== Data in this exercise

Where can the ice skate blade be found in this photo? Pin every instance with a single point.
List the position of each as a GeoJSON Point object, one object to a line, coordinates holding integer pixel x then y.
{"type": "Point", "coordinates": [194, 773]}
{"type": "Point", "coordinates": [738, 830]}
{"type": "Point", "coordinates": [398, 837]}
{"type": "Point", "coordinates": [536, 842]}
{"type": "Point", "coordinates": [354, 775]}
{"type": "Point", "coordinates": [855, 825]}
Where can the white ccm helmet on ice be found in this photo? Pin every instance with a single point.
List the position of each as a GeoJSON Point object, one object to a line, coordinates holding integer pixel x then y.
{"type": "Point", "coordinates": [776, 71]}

====

**Work to do:**
Copy out, word for word, the lines of the material that begin at the line containing "Where can the white" and run through the end of the material, including both of those ends.

**Output:**
Where can the white ccm helmet on ice be found in this photo? Pin every instance with a single point.
List the position of each as a GeoJSON Point object, one object to a line, coordinates holding integer pixel x then y.
{"type": "Point", "coordinates": [776, 71]}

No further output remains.